Jean Delhôtel: Avioth. Bref recueil de l’état de l’églisede Notre-Dame d’Avioth (1668). Colmar 1981.

Peter Eggenberger, Susi Ulrich Bochsler, Kathrin Utz Tremp et al.: Das mittelalterliche Marienheiligtum Oberbüren. Chilchmatt. Hefte zur Archäologie im Kanton Bern 4. 2018.

Sigmund Freund: Zeitgemäßes über Krieg und Tod (1915). Imago. Zeitschrift für Anwendung der Psychoanalyse auf die Geisteswissenschaften. Hugo Heller. Wien 1915.

Martin Heidegger: Le Dasein Etre-pour-la-mort et angoisse. Gallimard. Paris 1986.

Jean et Brigitte Massin: Wolfgang Amadeus Mozart. Librairie Fayard. Paris 1970.

Alexander und Margarete Mitscherlich: Die Unfähigkeit zu trauern. Piper. München 2007.

Ginette Raimbault: Lorsque l’enfant disparaît. O. Jacob. Paris 2011.

Statistisches Bundesamt: Entwicklung der Lebenserwartung bei Geburt in Deutschland nach Geschlecht in den Jahren von 1950 bis 2060. Juli 2020. https://de.statista.com/statistik/daten/studie/273406/umfrage/entwicklung-der-lebenserwartung-bei-geburt--in-deutschland-nach-geschlecht/ (Zugriff: 8.7.2021).

UNICEF: Rapport Innocenti. Firenze 2011.

### Verständnis prüfen
1. Schreiben Sie aus dem Literaturverzeichnis den Abschnitt von „Sigmund Freund: Zeitgemäßes“ bis „Gallimard. Paris 1986.“ wortgetreu ab.
2. Bei welchem Verlag erschien laut Literaturverzeichnis das Buch „Die Unfähigkeit zu trauern“?
Die folgenden Zeilen haben mit dem Literaturverzeichnis nichts zu tun.

### Bereitgestellte Angaben

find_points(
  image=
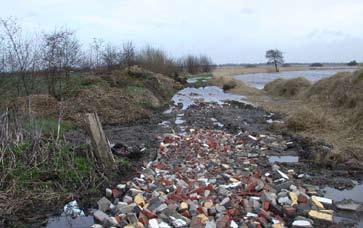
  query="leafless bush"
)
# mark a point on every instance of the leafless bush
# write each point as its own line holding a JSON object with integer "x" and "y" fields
{"x": 61, "y": 53}
{"x": 19, "y": 54}
{"x": 128, "y": 54}
{"x": 111, "y": 56}
{"x": 158, "y": 61}
{"x": 195, "y": 65}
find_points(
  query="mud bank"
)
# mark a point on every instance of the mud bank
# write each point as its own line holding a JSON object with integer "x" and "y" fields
{"x": 210, "y": 109}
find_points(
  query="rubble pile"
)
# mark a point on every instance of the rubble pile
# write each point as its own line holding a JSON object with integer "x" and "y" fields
{"x": 209, "y": 178}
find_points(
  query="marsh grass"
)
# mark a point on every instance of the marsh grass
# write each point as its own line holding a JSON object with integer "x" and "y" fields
{"x": 37, "y": 168}
{"x": 330, "y": 109}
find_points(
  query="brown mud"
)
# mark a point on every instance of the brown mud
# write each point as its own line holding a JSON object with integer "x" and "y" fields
{"x": 315, "y": 161}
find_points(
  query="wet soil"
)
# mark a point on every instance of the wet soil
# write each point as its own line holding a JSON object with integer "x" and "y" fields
{"x": 189, "y": 110}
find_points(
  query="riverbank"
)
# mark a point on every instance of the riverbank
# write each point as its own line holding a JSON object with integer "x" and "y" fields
{"x": 240, "y": 70}
{"x": 217, "y": 163}
{"x": 45, "y": 152}
{"x": 310, "y": 113}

### Ergebnisse je Aufgabe
1.
Sigmund Freund: Zeitgemäßes über Krieg und Tod (1915). Imago. Zeitschrift für Anwendung der Psychoanalyse auf die Geisteswissenschaften. Hugo Heller. Wien 1915.

Martin Heidegger: Le Dasein Etre-pour-la-mort et angoisse. Gallimard. Paris 1986.

2. Bei Piper.